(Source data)
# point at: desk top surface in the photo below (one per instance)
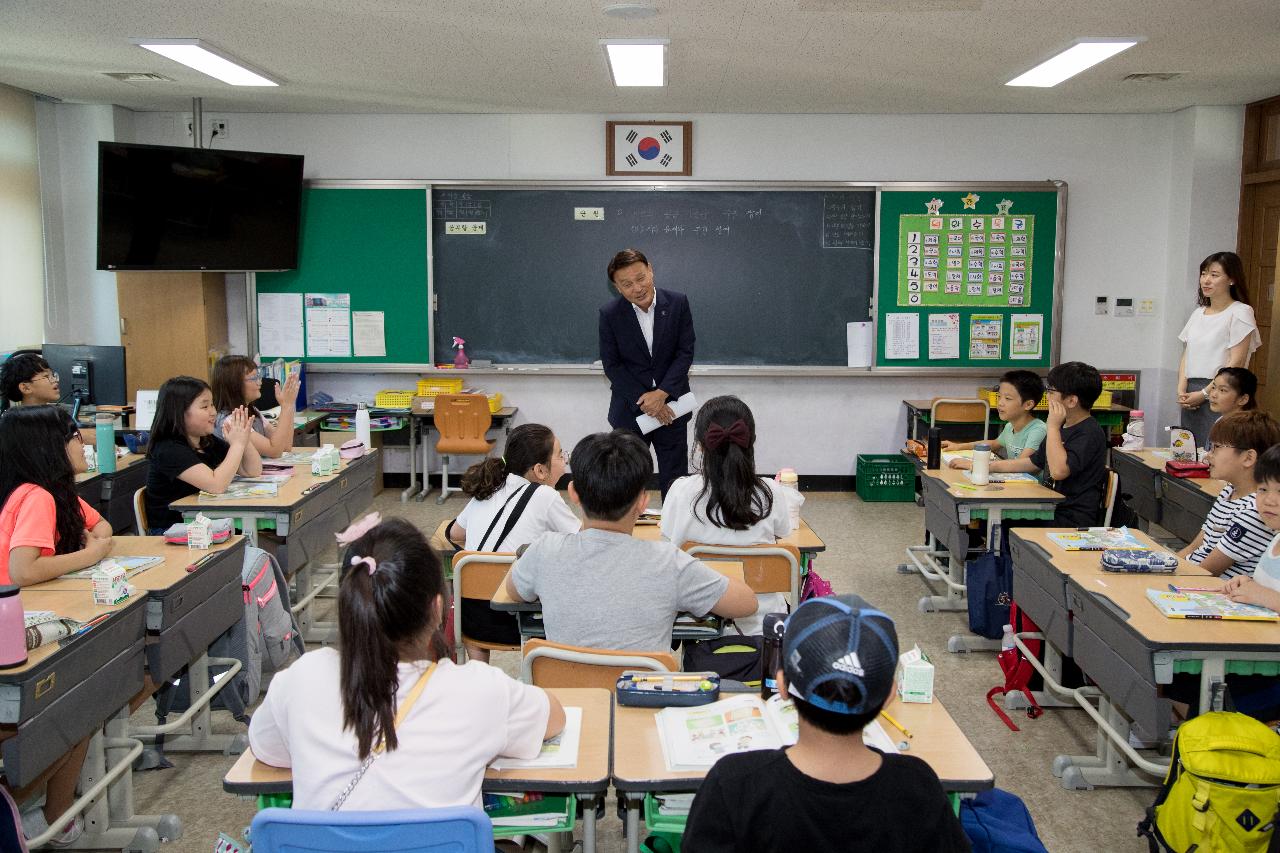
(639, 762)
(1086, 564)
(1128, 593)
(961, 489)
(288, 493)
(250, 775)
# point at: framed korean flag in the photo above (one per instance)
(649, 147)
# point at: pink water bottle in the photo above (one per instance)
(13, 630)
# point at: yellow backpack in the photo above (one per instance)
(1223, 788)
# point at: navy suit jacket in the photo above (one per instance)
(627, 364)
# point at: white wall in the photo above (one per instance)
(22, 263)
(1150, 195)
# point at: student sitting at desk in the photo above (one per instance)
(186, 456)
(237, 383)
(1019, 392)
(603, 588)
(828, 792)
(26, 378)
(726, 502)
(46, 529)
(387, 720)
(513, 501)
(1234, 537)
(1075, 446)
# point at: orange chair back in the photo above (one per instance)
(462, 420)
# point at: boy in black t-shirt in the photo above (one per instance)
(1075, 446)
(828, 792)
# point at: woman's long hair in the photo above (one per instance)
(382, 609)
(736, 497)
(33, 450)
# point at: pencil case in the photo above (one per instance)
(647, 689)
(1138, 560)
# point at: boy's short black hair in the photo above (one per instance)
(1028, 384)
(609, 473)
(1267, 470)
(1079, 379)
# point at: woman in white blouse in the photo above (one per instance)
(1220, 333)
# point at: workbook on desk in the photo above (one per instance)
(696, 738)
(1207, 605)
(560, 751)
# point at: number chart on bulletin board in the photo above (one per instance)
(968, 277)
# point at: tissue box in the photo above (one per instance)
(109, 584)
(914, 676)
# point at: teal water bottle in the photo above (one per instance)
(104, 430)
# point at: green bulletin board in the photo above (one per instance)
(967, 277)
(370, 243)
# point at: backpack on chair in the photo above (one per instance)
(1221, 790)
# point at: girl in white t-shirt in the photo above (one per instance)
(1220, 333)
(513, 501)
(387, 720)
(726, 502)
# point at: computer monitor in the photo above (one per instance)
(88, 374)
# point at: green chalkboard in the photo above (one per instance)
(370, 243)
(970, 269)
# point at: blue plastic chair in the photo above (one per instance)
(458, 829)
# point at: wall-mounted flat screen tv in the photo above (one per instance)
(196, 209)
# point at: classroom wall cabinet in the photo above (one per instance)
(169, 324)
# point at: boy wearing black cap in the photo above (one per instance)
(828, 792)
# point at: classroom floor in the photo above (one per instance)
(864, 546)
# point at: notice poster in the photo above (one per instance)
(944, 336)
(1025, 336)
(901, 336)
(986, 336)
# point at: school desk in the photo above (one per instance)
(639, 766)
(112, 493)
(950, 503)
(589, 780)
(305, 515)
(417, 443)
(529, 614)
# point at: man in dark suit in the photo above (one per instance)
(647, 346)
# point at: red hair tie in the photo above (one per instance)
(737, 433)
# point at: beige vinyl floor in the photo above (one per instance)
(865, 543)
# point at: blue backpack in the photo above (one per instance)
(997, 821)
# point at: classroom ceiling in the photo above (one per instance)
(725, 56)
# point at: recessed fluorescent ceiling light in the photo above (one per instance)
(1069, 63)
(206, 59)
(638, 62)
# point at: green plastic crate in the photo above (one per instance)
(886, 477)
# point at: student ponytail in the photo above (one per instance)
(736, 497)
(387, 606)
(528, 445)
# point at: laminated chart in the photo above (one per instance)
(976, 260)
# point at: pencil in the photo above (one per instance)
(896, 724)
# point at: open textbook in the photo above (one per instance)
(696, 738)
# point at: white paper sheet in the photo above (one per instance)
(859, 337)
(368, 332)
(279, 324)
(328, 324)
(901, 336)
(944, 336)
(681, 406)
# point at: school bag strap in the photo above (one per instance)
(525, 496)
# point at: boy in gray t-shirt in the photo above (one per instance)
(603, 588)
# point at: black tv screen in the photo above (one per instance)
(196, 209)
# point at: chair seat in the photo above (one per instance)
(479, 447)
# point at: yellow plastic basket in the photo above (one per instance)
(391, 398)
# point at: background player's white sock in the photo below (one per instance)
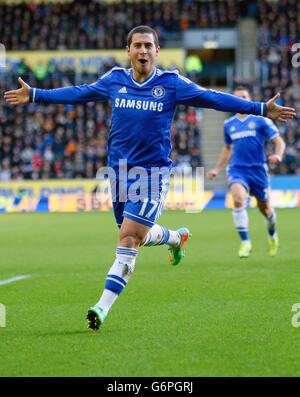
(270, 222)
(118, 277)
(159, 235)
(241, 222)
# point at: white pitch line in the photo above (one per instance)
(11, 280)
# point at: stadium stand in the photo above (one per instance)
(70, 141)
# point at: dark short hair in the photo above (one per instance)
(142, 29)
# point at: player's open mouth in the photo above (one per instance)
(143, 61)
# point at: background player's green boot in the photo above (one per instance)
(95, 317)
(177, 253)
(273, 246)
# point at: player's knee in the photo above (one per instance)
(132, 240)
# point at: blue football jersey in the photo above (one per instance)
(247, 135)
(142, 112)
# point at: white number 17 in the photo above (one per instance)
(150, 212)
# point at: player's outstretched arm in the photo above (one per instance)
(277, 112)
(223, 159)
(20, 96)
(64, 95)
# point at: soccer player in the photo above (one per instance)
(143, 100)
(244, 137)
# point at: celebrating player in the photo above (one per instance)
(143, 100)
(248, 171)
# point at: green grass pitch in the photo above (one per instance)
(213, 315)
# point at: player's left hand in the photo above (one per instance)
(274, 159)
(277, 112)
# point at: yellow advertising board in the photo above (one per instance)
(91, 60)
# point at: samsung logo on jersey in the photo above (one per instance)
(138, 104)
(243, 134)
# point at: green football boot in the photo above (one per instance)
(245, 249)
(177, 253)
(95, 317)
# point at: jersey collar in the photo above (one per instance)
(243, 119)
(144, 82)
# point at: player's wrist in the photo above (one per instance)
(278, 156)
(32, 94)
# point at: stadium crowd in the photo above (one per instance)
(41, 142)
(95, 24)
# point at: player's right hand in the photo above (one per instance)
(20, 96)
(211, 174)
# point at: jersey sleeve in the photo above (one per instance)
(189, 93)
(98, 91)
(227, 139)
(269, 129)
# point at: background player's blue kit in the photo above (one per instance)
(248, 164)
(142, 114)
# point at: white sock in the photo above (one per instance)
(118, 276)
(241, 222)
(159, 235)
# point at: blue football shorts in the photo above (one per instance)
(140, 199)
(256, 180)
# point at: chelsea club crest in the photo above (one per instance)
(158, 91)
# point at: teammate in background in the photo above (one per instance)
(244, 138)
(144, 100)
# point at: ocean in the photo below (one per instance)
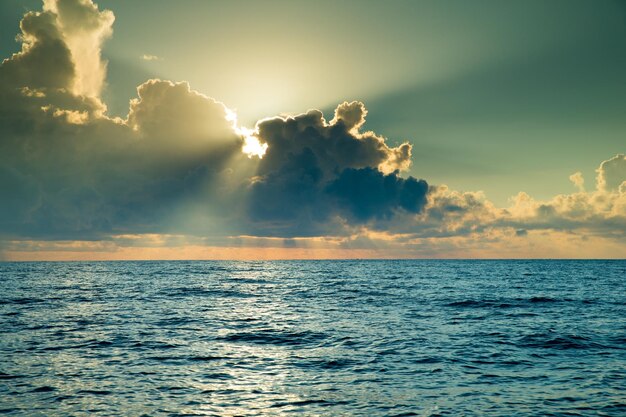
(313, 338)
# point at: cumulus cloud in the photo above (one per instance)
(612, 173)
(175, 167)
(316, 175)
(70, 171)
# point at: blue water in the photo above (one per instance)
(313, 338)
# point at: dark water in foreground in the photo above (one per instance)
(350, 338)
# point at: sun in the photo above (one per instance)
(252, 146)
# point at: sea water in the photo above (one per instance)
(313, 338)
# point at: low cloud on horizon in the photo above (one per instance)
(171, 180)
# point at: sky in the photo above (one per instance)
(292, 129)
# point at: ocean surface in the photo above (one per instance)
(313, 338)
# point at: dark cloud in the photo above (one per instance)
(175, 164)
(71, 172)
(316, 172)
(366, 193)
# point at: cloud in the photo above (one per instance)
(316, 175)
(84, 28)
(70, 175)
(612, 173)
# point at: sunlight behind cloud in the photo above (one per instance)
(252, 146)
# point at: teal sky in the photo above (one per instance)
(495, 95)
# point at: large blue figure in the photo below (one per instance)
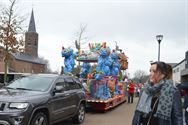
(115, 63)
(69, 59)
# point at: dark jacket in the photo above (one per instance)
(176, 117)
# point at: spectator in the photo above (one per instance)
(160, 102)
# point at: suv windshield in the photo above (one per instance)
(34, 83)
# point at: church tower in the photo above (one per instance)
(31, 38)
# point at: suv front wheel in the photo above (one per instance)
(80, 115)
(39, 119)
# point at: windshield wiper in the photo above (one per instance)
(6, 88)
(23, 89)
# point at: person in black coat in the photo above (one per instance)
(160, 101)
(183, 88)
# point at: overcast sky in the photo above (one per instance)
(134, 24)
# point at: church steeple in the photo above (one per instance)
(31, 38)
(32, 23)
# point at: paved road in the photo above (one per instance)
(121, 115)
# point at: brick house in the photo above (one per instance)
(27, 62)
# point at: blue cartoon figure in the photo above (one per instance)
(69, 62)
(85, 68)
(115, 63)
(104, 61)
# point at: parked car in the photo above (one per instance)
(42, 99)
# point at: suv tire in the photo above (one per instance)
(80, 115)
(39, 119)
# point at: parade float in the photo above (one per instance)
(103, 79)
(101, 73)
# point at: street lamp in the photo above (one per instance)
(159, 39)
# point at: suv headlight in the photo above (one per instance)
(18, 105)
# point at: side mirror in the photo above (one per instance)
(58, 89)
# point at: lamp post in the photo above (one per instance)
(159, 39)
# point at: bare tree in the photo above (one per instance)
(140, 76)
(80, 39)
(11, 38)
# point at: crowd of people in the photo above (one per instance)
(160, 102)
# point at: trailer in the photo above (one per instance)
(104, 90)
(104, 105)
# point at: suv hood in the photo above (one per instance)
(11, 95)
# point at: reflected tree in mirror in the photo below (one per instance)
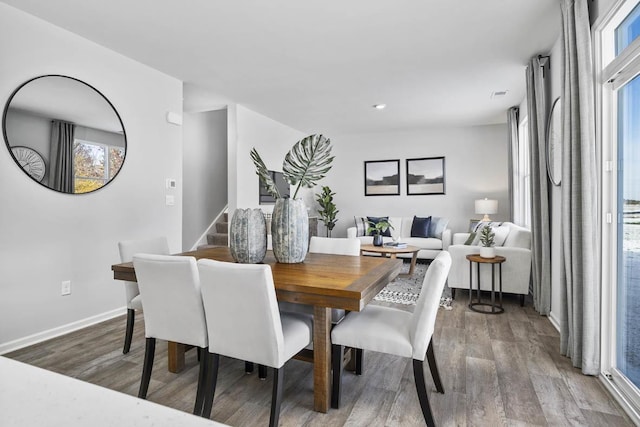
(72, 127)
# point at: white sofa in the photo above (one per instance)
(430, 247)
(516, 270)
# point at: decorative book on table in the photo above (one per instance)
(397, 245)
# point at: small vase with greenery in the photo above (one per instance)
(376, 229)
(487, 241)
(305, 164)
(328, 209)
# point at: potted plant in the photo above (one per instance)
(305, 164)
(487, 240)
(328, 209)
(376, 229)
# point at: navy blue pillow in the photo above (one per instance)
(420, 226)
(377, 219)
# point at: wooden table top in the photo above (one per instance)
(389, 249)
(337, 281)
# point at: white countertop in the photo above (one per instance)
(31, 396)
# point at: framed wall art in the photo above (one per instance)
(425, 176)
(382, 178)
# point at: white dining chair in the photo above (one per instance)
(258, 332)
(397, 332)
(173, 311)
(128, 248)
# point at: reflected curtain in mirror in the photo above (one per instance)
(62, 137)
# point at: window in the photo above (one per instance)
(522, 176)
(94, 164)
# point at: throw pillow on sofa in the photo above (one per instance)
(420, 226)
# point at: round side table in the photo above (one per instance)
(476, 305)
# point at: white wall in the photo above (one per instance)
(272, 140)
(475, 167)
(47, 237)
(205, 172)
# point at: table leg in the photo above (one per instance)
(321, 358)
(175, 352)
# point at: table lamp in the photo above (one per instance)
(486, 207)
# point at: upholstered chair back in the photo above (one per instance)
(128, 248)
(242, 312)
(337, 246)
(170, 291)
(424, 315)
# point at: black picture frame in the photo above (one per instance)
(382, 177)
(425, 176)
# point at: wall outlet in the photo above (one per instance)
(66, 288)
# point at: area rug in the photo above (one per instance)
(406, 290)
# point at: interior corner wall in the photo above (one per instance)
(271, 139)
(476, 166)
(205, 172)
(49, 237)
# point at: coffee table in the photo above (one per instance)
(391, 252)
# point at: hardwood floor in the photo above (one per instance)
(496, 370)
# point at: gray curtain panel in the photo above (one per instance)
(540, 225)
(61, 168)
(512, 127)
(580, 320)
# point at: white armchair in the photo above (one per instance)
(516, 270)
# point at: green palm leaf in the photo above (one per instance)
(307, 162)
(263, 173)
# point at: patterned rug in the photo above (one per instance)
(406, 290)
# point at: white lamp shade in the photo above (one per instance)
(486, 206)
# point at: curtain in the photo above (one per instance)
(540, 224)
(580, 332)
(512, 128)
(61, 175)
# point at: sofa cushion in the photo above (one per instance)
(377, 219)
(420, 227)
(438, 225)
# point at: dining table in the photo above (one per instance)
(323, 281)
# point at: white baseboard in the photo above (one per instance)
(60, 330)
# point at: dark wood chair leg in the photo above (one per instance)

**Direction**. Can you rewrite the data from the line with "# point at: pink" to the line with "(1150, 195)", replacing "yellow backpack" with "orange backpack" and keeping all else the same?

**Result of the exercise**.
# point at: pink water bottle in the photo above (one per instance)
(13, 630)
# point at: orange backpack in the photo above (one per instance)
(1223, 788)
# point at: navy suit jacket in the photo above (one per instance)
(627, 364)
# point at: white wall in the photo above (one per instance)
(22, 263)
(1150, 195)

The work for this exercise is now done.